**What the exercise asks:**
The answer is the set of lines that include "woman", copied from the data below.

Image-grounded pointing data
_ _ _ _ _
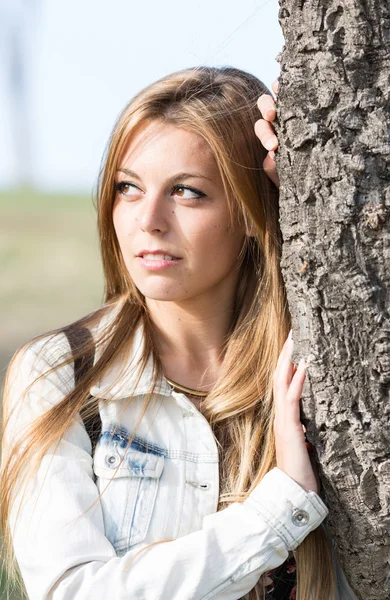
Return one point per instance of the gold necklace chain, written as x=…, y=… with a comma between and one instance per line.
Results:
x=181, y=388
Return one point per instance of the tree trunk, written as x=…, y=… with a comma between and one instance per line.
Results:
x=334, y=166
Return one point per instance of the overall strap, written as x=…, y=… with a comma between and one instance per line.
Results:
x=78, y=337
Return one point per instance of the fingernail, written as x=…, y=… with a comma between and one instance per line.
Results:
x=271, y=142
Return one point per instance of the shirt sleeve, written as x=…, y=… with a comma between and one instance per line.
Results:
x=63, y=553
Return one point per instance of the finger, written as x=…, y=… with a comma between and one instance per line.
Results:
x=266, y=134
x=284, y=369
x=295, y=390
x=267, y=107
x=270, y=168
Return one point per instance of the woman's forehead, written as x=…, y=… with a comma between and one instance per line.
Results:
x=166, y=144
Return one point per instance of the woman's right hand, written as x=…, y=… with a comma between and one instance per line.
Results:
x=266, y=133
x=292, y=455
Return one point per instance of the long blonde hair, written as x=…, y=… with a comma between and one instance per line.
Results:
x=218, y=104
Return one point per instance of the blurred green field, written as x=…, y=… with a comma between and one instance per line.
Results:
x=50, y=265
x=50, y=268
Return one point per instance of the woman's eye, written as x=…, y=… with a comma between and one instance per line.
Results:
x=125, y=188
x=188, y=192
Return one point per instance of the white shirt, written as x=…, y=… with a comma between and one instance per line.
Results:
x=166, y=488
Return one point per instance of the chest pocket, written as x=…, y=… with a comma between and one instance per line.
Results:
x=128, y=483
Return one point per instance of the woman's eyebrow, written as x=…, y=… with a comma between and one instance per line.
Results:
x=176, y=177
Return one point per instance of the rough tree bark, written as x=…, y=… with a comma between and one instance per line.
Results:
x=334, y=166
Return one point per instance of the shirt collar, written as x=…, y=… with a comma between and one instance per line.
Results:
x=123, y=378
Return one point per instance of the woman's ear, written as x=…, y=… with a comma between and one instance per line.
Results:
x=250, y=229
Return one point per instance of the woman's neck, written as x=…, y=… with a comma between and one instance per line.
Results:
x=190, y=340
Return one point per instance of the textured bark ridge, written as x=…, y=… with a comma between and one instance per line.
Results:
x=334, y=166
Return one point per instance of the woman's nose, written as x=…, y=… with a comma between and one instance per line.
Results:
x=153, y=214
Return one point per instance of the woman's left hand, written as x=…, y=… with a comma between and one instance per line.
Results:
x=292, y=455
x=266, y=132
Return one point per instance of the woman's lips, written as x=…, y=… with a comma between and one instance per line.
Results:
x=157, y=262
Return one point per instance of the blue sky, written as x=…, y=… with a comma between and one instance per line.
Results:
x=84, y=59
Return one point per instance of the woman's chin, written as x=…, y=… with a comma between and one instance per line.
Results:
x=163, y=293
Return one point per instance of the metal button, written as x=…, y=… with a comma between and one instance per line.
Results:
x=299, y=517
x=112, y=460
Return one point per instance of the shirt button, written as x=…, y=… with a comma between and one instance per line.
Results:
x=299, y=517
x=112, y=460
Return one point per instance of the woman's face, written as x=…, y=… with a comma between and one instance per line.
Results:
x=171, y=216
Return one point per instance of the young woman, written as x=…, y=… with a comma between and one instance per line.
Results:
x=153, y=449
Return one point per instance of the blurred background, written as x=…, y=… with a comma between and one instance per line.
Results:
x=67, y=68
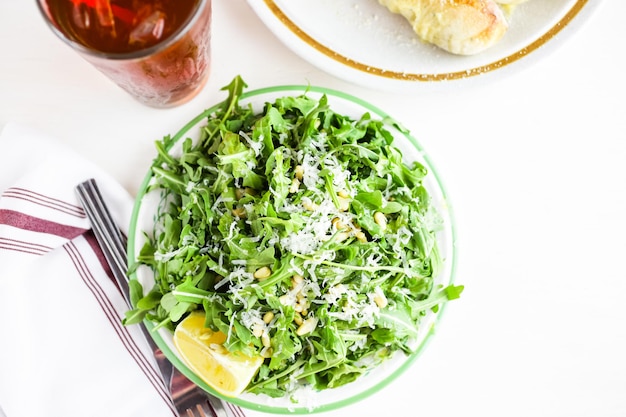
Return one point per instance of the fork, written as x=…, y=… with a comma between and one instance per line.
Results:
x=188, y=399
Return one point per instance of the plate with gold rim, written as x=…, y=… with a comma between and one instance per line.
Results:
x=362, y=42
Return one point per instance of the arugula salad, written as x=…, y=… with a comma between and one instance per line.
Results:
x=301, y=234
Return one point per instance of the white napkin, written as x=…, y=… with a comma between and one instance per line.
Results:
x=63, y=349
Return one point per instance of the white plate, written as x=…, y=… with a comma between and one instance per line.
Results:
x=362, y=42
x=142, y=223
_ _ _ _ _
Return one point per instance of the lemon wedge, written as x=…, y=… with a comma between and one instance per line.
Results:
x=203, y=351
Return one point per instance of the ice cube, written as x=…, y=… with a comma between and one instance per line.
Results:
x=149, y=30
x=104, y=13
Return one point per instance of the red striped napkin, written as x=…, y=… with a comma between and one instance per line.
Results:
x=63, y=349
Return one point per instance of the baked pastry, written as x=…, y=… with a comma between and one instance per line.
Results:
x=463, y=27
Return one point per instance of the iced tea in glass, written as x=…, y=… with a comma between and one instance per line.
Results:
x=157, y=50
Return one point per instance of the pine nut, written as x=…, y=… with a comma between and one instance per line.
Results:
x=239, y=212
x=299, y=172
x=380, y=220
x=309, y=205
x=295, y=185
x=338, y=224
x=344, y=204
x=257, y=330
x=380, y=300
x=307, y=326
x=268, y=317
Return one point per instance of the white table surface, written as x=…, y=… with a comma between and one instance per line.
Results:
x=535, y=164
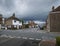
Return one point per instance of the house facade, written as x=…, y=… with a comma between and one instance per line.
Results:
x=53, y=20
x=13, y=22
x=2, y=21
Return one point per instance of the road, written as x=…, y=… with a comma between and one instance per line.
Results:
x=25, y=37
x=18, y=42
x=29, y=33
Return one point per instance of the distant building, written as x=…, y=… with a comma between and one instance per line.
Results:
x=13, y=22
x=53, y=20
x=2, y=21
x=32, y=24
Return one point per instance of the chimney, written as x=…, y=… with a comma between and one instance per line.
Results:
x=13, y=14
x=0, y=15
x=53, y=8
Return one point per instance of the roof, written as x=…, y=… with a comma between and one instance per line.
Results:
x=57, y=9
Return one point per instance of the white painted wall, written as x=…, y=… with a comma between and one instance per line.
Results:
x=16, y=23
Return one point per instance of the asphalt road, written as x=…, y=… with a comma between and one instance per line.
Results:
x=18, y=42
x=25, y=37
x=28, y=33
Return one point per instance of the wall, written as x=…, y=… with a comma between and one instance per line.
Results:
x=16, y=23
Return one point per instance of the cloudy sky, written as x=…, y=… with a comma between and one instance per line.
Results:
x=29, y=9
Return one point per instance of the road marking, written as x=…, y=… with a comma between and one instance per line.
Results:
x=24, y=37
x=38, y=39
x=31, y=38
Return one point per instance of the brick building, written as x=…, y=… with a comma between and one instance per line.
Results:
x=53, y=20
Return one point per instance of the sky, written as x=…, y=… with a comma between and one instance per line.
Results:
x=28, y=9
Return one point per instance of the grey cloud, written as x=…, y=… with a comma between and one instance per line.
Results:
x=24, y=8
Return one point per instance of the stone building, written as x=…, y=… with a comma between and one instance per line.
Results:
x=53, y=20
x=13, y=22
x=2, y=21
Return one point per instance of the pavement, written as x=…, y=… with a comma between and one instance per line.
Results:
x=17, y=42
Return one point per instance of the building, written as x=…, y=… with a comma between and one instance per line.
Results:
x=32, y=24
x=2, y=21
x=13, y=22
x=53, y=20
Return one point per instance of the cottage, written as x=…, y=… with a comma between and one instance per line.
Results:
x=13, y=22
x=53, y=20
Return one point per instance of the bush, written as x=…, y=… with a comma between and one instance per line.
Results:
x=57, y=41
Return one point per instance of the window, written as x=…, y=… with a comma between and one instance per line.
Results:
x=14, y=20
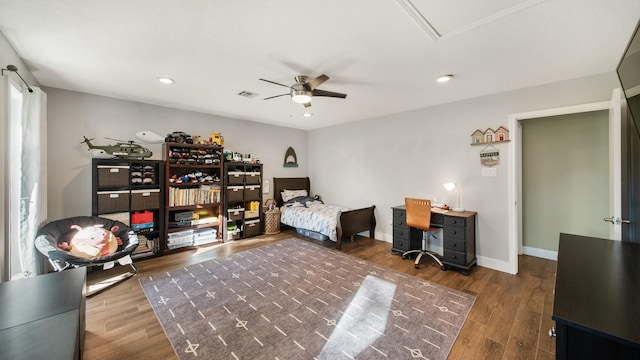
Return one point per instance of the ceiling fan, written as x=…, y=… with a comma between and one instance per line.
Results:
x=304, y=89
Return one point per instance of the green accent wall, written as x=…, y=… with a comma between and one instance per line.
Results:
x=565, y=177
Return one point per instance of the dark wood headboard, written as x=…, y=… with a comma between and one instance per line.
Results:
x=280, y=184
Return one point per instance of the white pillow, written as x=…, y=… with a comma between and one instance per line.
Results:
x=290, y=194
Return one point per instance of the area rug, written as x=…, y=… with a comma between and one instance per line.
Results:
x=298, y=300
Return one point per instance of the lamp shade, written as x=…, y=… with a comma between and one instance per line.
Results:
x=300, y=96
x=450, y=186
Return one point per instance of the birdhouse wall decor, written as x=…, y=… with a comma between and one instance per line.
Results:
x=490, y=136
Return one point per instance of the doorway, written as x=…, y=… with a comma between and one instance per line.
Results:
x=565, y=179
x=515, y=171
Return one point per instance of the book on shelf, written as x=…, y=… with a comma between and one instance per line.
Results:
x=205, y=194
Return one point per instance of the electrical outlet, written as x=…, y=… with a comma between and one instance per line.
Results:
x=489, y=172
_ _ _ _ _
**Solution:**
Return one point per instance of the woman's forehead, written as x=…, y=… with a comma between and one instance per line.
Return one point per instance of the woman's right hand, written as x=…, y=… with a comma between and one instance per line.
Return one point per instance of the woman's eye, written as x=…, y=… with a comma between and one instance per line.
Return one point per instance of the woman's eyebrow, written as x=…, y=… with a comma between and one instance per line.
Return one point per instance of the woman's ear, written as x=…, y=… with a comma between and one instance per line.
Return one point per instance of the woman's neck, written as x=…, y=… with a comma between and one instance per line.
Return one point per instance of the woman's nose, written as x=…, y=… with a comma between and one instance per line.
Return one point per instance of the woman's left hand, written as x=…, y=… with a comma between and one instance per line.
Return one point per instance of the woman's lips, written as x=…, y=… with a comma between and one instance per line.
Return one point per instance of the woman's chin, written as x=…, y=… with a comma between and one instance per line.
Return one point per instance of the woman's face, written as x=…, y=… with a comma between and one instance per line.
Return one point per instance of the young woman, written as x=…, y=… with a comma between and one instance per line.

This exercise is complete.